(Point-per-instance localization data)
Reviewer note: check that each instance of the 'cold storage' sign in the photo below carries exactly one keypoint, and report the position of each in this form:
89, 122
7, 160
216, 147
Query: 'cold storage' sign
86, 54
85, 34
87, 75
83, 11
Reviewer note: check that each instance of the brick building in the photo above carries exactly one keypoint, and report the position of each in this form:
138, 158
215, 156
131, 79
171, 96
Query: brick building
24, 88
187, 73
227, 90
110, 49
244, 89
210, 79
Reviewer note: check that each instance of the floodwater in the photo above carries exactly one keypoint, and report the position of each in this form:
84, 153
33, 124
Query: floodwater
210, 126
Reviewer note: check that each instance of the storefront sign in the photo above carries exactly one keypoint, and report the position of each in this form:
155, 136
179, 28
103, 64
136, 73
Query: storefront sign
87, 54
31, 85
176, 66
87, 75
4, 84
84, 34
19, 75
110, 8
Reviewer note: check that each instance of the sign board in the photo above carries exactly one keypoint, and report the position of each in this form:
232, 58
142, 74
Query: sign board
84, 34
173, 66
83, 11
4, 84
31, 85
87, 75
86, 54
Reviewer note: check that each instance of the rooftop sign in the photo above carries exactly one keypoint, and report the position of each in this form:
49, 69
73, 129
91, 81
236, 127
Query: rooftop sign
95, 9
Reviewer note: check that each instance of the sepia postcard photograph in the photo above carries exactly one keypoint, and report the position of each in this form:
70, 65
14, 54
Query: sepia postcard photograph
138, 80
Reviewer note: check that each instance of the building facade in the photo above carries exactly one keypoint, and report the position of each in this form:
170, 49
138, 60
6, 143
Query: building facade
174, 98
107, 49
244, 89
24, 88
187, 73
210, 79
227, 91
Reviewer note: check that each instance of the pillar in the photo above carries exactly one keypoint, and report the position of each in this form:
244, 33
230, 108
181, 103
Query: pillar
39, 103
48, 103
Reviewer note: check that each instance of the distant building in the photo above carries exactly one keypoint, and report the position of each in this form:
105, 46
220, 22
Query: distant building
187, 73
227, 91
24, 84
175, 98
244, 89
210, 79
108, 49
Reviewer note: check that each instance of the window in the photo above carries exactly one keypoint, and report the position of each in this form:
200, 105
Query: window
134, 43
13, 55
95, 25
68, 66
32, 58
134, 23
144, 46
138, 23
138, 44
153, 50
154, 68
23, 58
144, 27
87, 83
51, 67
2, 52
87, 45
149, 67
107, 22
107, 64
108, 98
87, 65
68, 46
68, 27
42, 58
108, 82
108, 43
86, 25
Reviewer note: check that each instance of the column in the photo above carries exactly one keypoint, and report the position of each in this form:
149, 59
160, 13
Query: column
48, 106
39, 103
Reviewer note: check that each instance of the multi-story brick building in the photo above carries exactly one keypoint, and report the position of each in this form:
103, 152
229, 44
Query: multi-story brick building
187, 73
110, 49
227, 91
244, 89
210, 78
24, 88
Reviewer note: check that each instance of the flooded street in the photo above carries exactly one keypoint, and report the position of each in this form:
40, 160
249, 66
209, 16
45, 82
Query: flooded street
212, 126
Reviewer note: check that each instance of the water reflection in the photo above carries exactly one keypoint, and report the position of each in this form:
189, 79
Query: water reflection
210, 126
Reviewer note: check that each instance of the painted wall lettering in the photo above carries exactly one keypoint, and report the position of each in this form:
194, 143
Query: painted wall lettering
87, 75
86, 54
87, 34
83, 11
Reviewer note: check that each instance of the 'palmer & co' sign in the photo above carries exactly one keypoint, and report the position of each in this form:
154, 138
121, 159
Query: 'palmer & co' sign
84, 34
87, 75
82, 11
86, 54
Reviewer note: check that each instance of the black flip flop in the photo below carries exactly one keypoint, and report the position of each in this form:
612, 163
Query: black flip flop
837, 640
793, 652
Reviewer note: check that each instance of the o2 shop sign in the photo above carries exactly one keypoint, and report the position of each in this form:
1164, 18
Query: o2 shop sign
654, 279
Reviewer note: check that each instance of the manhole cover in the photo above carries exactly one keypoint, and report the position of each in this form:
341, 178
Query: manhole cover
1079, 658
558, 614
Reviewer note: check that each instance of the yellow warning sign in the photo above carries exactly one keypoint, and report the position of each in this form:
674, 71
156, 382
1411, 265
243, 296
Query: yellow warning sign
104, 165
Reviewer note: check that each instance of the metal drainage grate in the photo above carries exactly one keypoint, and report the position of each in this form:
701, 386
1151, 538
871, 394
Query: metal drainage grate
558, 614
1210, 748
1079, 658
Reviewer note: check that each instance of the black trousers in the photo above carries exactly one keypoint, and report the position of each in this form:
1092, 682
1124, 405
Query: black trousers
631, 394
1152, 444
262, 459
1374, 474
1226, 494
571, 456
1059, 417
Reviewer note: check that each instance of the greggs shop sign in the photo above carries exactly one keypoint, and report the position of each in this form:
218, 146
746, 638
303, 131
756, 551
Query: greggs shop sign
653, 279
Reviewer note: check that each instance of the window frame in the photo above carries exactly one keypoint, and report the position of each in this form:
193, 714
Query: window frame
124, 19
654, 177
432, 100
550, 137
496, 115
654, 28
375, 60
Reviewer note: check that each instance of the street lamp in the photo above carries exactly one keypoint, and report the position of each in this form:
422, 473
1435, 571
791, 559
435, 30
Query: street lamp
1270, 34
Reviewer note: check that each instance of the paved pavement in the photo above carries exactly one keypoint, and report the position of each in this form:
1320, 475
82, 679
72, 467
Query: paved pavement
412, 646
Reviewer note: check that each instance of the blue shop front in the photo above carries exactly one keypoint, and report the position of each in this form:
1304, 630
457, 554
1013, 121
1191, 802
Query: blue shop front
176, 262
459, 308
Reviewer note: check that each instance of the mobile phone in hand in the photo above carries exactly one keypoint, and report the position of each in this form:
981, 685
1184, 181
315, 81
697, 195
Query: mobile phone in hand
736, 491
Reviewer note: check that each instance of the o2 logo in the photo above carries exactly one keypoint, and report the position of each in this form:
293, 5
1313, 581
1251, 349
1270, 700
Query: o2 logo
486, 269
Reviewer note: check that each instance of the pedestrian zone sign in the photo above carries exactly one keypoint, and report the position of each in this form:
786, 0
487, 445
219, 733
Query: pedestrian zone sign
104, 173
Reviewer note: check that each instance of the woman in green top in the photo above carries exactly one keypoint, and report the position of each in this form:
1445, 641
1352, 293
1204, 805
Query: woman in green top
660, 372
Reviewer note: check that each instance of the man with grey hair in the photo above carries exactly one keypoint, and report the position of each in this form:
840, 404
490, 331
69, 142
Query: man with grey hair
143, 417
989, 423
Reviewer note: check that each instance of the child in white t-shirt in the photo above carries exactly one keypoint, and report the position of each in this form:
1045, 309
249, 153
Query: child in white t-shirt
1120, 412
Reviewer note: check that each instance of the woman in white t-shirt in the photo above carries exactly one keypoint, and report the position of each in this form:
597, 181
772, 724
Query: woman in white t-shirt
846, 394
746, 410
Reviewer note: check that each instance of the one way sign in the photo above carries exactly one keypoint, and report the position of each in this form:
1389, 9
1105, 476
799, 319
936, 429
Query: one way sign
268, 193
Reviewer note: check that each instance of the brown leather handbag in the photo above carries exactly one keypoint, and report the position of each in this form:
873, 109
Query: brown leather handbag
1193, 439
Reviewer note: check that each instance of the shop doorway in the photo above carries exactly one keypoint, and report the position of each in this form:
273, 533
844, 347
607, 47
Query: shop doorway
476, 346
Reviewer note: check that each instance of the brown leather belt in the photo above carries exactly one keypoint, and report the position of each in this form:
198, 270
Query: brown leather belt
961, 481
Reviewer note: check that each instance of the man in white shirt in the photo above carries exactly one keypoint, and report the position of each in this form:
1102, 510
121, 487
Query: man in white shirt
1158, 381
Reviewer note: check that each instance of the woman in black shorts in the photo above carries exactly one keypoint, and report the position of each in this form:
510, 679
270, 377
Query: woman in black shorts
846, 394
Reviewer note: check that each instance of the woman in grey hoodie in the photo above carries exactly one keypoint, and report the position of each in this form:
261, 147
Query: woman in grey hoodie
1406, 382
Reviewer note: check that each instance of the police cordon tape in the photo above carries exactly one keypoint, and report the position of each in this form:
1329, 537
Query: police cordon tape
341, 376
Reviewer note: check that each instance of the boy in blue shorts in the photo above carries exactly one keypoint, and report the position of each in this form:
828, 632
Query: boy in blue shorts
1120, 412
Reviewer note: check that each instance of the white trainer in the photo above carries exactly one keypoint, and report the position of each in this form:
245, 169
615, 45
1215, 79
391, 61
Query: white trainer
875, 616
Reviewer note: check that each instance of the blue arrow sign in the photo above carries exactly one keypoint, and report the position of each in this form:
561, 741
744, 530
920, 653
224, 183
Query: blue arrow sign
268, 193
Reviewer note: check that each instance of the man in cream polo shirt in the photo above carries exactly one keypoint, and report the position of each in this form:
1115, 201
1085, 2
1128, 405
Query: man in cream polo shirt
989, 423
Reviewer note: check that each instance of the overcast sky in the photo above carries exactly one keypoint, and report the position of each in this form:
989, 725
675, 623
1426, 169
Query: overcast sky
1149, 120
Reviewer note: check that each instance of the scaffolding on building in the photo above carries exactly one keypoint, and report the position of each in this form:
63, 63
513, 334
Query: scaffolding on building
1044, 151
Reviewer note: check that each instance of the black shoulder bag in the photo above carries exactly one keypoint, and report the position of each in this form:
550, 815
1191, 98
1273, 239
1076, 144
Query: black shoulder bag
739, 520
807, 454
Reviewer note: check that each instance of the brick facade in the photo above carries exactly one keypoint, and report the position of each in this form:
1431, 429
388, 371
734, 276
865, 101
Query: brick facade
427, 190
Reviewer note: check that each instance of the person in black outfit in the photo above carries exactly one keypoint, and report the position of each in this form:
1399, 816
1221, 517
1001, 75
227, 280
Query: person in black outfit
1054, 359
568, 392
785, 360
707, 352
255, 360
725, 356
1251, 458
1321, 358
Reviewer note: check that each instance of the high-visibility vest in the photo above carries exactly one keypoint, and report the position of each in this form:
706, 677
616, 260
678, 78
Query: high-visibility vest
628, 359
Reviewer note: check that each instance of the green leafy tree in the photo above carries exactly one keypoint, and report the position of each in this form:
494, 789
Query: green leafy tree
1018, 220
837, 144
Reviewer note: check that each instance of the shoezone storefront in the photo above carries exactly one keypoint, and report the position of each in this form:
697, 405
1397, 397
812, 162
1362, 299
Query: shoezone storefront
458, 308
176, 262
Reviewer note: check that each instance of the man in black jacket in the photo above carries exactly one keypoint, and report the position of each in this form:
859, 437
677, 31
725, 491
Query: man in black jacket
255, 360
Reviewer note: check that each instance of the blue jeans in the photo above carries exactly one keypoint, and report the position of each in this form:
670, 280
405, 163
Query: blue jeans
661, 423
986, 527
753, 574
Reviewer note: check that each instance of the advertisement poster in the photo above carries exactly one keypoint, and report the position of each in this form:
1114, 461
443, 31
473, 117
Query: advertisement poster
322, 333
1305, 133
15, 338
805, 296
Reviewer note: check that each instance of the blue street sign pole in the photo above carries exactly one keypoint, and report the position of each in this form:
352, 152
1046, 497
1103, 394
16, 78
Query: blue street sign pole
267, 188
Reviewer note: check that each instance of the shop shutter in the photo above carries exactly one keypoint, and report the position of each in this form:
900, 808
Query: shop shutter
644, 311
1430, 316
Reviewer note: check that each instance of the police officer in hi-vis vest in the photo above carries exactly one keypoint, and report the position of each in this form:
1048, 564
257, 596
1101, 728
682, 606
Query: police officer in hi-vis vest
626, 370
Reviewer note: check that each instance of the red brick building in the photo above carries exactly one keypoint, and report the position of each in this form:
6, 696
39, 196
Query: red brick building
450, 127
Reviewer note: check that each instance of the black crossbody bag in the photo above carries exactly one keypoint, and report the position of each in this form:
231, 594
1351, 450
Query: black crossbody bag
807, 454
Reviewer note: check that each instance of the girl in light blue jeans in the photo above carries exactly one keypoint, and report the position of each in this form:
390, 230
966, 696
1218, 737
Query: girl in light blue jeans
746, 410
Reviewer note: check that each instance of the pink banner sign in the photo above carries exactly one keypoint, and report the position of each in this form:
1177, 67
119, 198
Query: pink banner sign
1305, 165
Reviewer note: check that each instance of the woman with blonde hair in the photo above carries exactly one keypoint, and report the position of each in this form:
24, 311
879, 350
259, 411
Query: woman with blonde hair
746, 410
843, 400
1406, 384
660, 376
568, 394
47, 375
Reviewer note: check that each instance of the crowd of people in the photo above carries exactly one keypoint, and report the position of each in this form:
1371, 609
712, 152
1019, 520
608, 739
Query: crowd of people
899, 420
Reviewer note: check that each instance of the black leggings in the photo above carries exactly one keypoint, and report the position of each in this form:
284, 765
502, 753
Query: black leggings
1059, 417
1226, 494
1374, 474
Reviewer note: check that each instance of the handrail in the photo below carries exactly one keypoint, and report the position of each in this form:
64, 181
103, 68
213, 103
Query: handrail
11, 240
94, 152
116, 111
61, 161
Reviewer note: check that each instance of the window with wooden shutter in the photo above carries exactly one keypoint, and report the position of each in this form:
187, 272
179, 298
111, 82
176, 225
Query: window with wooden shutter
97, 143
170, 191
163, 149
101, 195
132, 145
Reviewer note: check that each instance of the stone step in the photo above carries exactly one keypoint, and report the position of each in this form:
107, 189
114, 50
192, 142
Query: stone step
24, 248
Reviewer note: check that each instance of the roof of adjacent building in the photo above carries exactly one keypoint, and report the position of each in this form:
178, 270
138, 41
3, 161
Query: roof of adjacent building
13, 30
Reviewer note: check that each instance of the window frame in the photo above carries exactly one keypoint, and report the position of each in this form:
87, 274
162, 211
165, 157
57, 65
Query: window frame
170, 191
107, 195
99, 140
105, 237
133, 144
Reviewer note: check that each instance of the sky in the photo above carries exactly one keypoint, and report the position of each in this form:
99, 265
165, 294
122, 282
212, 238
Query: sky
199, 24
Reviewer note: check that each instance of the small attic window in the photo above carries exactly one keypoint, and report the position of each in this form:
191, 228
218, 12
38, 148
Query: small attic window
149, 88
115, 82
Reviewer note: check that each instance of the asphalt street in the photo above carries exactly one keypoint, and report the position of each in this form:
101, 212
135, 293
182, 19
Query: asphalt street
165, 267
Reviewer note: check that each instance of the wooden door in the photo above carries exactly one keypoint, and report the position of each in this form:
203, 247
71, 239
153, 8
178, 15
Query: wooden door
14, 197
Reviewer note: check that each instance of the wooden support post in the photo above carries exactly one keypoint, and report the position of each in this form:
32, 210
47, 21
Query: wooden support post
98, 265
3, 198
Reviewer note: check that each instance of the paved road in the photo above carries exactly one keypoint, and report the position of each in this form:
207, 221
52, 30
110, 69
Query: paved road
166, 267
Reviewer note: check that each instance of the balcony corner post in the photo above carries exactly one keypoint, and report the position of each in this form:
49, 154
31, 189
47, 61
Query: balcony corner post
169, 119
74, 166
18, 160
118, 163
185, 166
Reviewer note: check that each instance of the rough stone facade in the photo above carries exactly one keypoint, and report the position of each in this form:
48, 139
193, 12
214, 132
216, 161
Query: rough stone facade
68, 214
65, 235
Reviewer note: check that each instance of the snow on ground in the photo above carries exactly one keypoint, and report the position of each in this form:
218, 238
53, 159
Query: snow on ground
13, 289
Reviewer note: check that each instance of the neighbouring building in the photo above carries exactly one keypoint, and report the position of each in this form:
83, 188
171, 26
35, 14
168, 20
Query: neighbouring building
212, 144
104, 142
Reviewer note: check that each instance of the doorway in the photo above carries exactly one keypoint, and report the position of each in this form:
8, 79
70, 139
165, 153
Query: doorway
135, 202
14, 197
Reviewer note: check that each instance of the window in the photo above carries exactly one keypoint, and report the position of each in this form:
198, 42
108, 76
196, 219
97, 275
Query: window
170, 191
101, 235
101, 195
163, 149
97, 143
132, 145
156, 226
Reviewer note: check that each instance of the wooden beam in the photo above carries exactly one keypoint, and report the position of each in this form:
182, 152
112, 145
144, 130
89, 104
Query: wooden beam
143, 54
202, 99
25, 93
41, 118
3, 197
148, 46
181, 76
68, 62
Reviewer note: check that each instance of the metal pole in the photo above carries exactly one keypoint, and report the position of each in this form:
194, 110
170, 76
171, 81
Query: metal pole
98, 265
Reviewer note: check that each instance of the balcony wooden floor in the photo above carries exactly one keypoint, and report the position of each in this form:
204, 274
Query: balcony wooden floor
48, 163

EXERCISE DETAILS — In the records above, find the lines holding "below". Copy each one.

WRITTEN SOLUTION —
Reviewer note: check that each instance of the 'cold storage' sign in the photo below carries exactly one keypoint, and report the position of each in this form:
Reviewer note: check that each instance of the black flip flop in the photo below carries exactly one keypoint, and report the position of each in this form:
Reviewer note: check that each instance of the handrail in the photo below carries exactly one keypoint, and report the position of each in this form:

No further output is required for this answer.